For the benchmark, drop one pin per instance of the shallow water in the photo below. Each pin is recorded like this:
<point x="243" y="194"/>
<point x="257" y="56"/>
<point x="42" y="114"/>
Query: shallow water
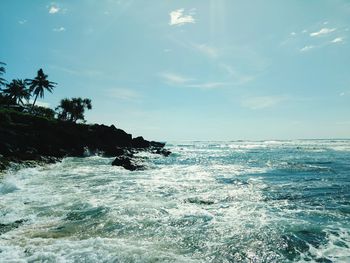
<point x="268" y="201"/>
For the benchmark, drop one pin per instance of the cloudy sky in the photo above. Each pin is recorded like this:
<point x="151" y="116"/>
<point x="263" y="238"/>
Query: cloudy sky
<point x="191" y="70"/>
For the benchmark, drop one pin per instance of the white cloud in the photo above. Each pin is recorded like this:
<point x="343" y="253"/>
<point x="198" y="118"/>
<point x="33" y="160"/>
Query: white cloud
<point x="256" y="103"/>
<point x="123" y="94"/>
<point x="208" y="85"/>
<point x="179" y="80"/>
<point x="54" y="9"/>
<point x="40" y="103"/>
<point x="307" y="48"/>
<point x="177" y="17"/>
<point x="323" y="31"/>
<point x="174" y="78"/>
<point x="207" y="50"/>
<point x="337" y="40"/>
<point x="59" y="29"/>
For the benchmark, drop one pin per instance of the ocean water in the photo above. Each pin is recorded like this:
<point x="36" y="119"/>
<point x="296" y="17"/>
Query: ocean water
<point x="240" y="201"/>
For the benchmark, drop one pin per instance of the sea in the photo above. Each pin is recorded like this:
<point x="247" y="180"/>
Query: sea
<point x="234" y="201"/>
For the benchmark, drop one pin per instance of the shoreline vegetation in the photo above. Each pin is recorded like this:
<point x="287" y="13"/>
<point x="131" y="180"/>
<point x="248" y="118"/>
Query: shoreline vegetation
<point x="34" y="135"/>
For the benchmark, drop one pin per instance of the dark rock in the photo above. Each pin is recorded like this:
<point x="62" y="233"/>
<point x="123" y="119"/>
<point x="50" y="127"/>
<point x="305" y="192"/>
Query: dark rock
<point x="140" y="142"/>
<point x="128" y="163"/>
<point x="24" y="137"/>
<point x="163" y="152"/>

• What you are asked to do:
Swap "benchmark" for "evaluation" everywhere in the lines above and write them out again with nothing else changed. Leave out the pictures.

• Result for this exercise:
For the evaluation, drop one pin per instance of the shallow water in the photo below. Each pin is recorded like this:
<point x="243" y="194"/>
<point x="257" y="56"/>
<point x="42" y="114"/>
Query: shallow water
<point x="268" y="201"/>
For the evaluation, drop one pin per instance of the cloudy sky in the photo above. Each pin is recorded like this:
<point x="151" y="116"/>
<point x="263" y="238"/>
Query: cloudy sky
<point x="191" y="70"/>
For the evaluation, drop one pin per instance of the white cloud in the photo above. Each pin is recorded like this:
<point x="343" y="253"/>
<point x="198" y="118"/>
<point x="33" y="160"/>
Query: white cloud
<point x="256" y="103"/>
<point x="123" y="94"/>
<point x="208" y="85"/>
<point x="179" y="80"/>
<point x="54" y="9"/>
<point x="40" y="103"/>
<point x="307" y="48"/>
<point x="177" y="17"/>
<point x="323" y="31"/>
<point x="174" y="78"/>
<point x="207" y="50"/>
<point x="337" y="40"/>
<point x="59" y="29"/>
For the evaluation, drop one pin per instance of the ocean water in the photo above. Each pin is recorded like this:
<point x="36" y="119"/>
<point x="296" y="17"/>
Query: ocean water
<point x="240" y="201"/>
For the evaluation, drop one pin per instance of the sea in the photo above. Each pin is recorded like this:
<point x="247" y="180"/>
Query: sea
<point x="234" y="201"/>
For the evaluation, drop one pin per instance of the shoreline vegetation in the photo above. Each pin is recorded like this:
<point x="287" y="13"/>
<point x="131" y="180"/>
<point x="248" y="118"/>
Query: shoreline vegetation
<point x="34" y="135"/>
For the evaluation, drop one pin per instance of the dark rock in the photo above. Each pin is recorded like this:
<point x="62" y="233"/>
<point x="123" y="119"/>
<point x="50" y="127"/>
<point x="305" y="192"/>
Query: dark rock
<point x="140" y="142"/>
<point x="128" y="163"/>
<point x="24" y="137"/>
<point x="163" y="152"/>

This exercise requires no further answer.